▶ _Passage provided_:
++++++
English Feature #7-37169 Broadcast February 10, 2003

Most American schoolchildren learn in their history classes, in a general way, about the succeeding waves of immigrants that came to the United States. But the Board of Jewish Education of Greater Washington came up with a novel program to help sixth-graders understand in a more personal way what it means to be an immigrant. We have more on this in today’s edition of New American Voices.

The program, entitled “Immigrant in Each of Us”, required each sixth-grader that attends Hebrew Sunday school in the Washington area to identify an immigrant relative and find out as much as they could about how, and why, this person came to America.

“We had to research an ancestor that traveled from Europe or Russia or somewhere to Ellis Island or another port on the U.S. coast. And to prepare for it we had to figure out like everything about them – what they did, and how much money they brought with them, and what else did they bring besides money, and why did they come, and did they have a job waiting for them, and stuff.”

Eleven-year-old Eliana Eitches was one of the 700 or so Hebrew School sixth-graders who on a recent Sunday gathered at a fairgrounds outside Washington for a simulation of their immigrant ancestor’s experience on arriving at Ellis Island in the year 1910. (Ellis Island was the gateway through which 22 million immigrants entered the port of New York between 1892 and 1924.) The kids dressed in clothes that might have been worn by immigrants in 1910, carried bundles, and for that day assumed the identity of their relative from long ago.

“I’m Hyman Braverman, and I’m running from the czarist army because I blew up a barrack. It was me and my brother. We’re going to New York. We have cousins in New York… And the czarist army won’t even try to come, cause they have no clue where we are.”

Each child was issued a “passport” – the facsimile of an actual 1910 identity card printed in English, Russian, German and French. Each received a small bundle of paper “rubles”, the Russian currency of the time. The new immigrants also received a “newspaper” called Der Yiddisher Emigrant, with copies of articles that actually appeared in a newspaper of that name in the early 1900s. Among the articles was one, for instance, with the headline “Warning to Young Ladies”. It began, “Beware of any person who gives addresses, offers you easy, well paid work, or even marriage. There are many evil men and women who have in this way led girls to destruction.”

The first hurdle the sixth-graders, as new immigrants, encountered on arriving at Ellis Island was a medical inspection. To show how confusing their first contacts on a new continent must have been for new arrivals, the “doctors” – in actual fact, teachers or parent volunteers – spoke brusquely, and in languages the kids didn’t understand.

Doctor (speaking German): “Say ‘ahh”. Say “ahhhh”. Stick you tongue out. Speak English. What is your name? Your name? In America we all speak English, ja?”

After passing the medical inspection, the children were directed to a table where they could exchange their rubles for fake American greenbacks. Eliana Eitches saw this as an opportunity for unscrupulous people to take advantage of the new immigrants.

“They obviously would have been cheated out of their money, because they wouldn’t know the currency, like somebody might have given them, like, bottle caps, and they wouldn’t know, because it just might be American currency for them.”
++++++
▶ _Material supplied_:
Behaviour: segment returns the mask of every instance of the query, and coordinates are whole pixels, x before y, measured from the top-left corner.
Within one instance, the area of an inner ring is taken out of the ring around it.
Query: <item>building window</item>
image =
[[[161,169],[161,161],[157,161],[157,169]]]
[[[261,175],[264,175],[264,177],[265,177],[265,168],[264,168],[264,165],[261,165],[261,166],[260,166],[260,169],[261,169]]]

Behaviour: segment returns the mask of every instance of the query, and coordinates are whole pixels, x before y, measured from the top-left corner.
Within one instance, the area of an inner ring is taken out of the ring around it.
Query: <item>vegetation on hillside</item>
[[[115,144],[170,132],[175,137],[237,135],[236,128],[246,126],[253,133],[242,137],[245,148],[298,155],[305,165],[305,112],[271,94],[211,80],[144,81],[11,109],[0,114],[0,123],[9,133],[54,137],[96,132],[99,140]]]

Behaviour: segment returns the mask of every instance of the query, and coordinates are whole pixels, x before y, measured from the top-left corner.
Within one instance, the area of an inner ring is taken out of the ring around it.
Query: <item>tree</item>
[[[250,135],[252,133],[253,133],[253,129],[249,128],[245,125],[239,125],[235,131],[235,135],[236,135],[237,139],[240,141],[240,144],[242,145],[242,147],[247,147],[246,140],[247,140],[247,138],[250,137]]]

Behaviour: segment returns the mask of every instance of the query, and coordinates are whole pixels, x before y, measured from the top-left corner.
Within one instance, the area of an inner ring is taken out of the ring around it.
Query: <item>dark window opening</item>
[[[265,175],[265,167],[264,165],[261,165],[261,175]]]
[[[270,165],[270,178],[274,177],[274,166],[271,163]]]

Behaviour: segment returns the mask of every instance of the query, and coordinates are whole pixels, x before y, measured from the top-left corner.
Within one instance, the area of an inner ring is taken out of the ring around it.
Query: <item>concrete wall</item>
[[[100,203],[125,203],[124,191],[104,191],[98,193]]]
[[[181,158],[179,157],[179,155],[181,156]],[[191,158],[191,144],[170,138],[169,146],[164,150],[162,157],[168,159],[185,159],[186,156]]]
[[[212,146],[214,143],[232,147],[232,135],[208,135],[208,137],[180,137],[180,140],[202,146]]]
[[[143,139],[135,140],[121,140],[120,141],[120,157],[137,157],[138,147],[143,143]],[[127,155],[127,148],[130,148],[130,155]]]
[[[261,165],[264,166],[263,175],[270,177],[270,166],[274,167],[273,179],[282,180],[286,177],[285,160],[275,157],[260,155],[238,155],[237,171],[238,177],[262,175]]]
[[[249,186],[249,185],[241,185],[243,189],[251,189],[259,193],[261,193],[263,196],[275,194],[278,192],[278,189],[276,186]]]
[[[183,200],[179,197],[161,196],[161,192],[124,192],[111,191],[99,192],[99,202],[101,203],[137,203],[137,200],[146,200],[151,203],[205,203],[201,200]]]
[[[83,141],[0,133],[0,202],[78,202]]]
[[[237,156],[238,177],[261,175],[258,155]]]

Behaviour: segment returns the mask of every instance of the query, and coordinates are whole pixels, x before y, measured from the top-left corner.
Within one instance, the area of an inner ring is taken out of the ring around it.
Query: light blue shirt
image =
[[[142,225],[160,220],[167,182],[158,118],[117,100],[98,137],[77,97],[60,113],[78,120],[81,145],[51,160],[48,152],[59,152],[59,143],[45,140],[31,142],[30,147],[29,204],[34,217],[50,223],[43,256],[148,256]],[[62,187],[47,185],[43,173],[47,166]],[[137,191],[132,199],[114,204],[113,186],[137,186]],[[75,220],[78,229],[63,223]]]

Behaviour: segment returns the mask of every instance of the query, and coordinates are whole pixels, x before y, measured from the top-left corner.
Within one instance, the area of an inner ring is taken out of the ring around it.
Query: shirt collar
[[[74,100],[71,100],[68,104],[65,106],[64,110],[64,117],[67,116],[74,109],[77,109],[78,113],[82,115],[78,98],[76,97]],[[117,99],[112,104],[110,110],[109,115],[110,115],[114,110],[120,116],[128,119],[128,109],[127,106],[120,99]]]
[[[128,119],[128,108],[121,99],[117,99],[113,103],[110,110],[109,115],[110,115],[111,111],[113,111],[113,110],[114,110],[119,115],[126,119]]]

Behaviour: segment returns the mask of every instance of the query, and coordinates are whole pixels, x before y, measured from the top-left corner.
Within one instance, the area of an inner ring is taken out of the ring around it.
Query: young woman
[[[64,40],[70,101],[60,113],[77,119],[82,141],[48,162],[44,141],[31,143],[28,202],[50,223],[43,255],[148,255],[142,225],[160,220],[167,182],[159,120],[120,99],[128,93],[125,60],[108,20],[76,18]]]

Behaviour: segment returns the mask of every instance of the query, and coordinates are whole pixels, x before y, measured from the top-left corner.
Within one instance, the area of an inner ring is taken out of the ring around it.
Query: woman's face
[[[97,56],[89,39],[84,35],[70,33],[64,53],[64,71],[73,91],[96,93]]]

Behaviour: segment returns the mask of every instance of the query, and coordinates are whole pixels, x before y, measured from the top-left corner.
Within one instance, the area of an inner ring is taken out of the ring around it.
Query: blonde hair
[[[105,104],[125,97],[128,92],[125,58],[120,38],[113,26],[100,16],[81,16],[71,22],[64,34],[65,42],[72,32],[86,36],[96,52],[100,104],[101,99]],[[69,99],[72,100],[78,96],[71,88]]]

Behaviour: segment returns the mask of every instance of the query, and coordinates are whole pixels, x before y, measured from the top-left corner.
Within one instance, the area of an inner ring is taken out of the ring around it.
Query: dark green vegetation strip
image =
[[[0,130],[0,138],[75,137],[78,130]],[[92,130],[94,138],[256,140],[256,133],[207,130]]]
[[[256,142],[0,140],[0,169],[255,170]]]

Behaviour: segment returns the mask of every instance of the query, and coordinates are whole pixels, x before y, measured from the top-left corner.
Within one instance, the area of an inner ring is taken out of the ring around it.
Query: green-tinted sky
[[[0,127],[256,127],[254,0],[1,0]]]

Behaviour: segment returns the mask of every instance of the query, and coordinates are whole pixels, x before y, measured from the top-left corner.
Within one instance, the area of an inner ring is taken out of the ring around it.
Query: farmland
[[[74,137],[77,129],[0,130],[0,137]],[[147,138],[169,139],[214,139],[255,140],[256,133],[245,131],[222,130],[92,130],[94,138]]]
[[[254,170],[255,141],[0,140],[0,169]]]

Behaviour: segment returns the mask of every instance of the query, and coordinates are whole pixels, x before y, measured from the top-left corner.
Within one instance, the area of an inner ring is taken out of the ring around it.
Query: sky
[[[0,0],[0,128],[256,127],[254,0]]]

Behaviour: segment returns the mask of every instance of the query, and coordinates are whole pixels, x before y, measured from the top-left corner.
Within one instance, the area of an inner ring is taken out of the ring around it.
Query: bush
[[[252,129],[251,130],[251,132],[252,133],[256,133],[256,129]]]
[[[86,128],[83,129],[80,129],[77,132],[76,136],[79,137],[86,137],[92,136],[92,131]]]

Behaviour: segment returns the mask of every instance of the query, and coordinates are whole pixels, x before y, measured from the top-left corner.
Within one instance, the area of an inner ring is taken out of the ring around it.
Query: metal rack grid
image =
++++++
▶ _Tasks to perform_:
[A] List the languages in which the facsimile identity card in the New American Voices feature was printed.
[B] According to the New American Voices feature, how many immigrants entered the port of New York through Ellis Island between 1892 and 1924?
[C] From the New American Voices feature, write out the stretch from "The first hurdle" through "the new immigrants.".
The listing above is not needed for this work.

▶ _Answers in order_:
[A] English, Russian, German, French

[B] 22 million

[C]
The first hurdle the sixth-graders, as new immigrants, encountered on arriving at Ellis Island was a medical inspection. To show how confusing their first contacts on a new continent must have been for new arrivals, the “doctors” – in actual fact, teachers or parent volunteers – spoke brusquely, and in languages the kids didn’t understand.

Doctor (speaking German): “Say ‘ahh”. Say “ahhhh”. Stick you tongue out. Speak English. What is your name? Your name? In America we all speak English, ja?”

After passing the medical inspection, the children were directed to a table where they could exchange their rubles for fake American greenbacks. Eliana Eitches saw this as an opportunity for unscrupulous people to take advantage of the new immigrants.